TEXTE FOURNI:
....

Les règles de l’Union pour la protection des obtentions végétales (Upov) sont adoptées par de plus en plus d’États, notamment à l’occasion de la signature d’accords de libre échange. Des chercheurs se sont penchés sur les restrictions qu’impliquent de telles règles. Et ils montrent que, prudents, les paysans s’auto-limitent davantage sur l’utilisation de leurs semences que ce que la loi leur permettrait. Explications*.

L’Union européenne négocie régulièrement des accords de libre échange avec différents pays [1]. Dernier en date : celui avec l’Indonésie. La signature de tels accords s’accompagne de l’intégration de certaines règles internationales, notamment ici de celles de l’Upov et celles du Catalogue des variétés dont les semences peuvent être commercialisées. Si l’Upov n’évoque ni n’impose elle-même le Catalogue et/ou la certification des semences, son application ne se conçoit pas sans l’adoption d’une législation nationale de commercialisation des semences les rendant obligatoires.
L’Upov contre les paysans ?

Conçues officiellement au départ pour éviter aux paysans d’acheter des semences défectueuses, les règles d’inscription obligatoire au Catalogue ne sont pas inscrites dans les diverses conventions de l’Upov. Elles reprennent par contre les standards d’identification de variétés distinctes, homogènes et stables définis par l’Upov. Ne peuvent ainsi être enregistrées au Catalogue que les variétés pouvant être couvertes par ce droit de propriété industrielle, au profit des seules entreprises semencières. Et au détriment des paysans qui sélectionnent et maintiennent des semences diversifiées et capables d’évoluer pour s’adapter à la diversité des conditions de culture : ces semences paysannes diversifiées n’ont, du coup, pas accès au Catalogue. (...)

La dernière version de l’Upov, adoptée en 1991 et actuellement en vigueur pour tous les nouveaux États membres de l’Upov (voir encadré 1), stipule qu’une « variété essentiellement dérivée » (VED) de la variété initiale est également couverte par le même droit d’obtention. Conséquence : un paysan qui sélectionne dans son champ ses propres semences issues d’une variété protégée par adaptations successives à ses propres conditions de culture peut se voir poursuivi pour contrefaçon.
Seuls 78 pays (sur 197) sont membres de l’Upov
(...)

Saurav Ghimire, un chercheur du Centre For Private and Economic Law, de la Vrije Universiteit de Bruxelles (Centre de droit privé et économique – VUB), vient de publier une étude sur les conséquences de l’application des règles de l’Upov [6]. À partir, notamment, du cas indonésien, il montre que les paysans s’auto-limitent dans la multiplication au champ de leurs propres semences, de peur de poursuites pénales, bien au-delà des restrictions imposées par l’Upov. C’est ce qu’on nomme depuis quelques années « l’effet paralysant » (« chilling effect » en anglais) [7]. Et il propose quelques pistes pour en sortir. (...)

....

LIGNES:

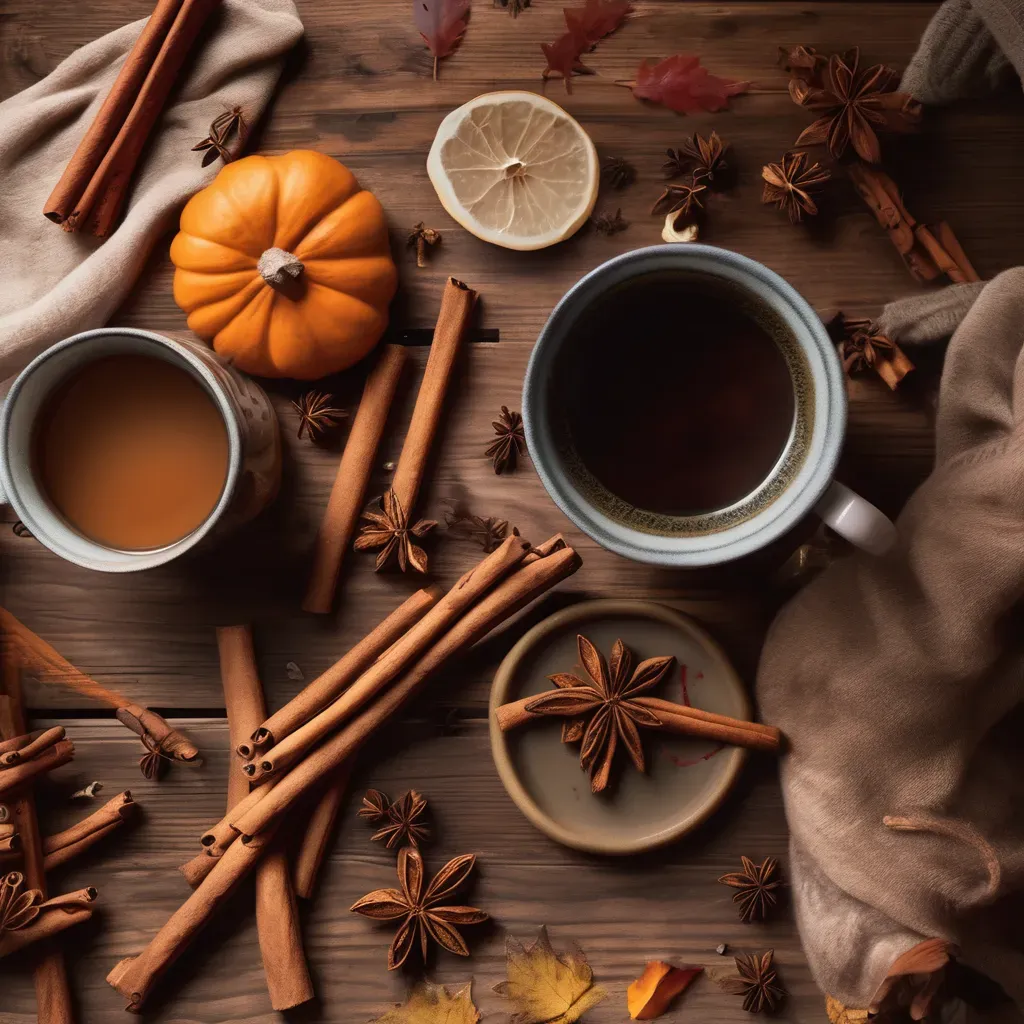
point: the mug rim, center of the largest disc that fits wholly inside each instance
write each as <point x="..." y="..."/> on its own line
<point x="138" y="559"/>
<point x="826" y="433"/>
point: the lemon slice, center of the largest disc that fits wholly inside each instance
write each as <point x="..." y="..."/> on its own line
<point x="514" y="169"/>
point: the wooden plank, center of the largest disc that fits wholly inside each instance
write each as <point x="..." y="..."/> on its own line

....

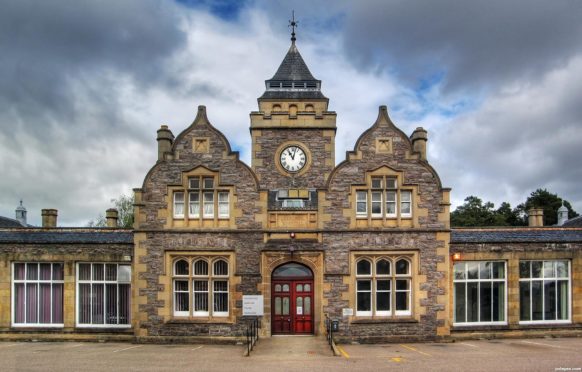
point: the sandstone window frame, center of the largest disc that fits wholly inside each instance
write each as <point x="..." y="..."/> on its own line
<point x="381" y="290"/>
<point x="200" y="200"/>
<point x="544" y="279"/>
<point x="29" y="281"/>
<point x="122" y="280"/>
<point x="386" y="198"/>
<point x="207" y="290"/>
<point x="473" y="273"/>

....

CONSIGNE: Dans le texte sur les règles de l'Upov, relevez les qualités que doivent présenter les variétés selon les standards d'identification définis par l'Upov et repris par le Catalogue.

RÉPONSE RÉDIGÉE:
- distinctes
- homogènes
- stables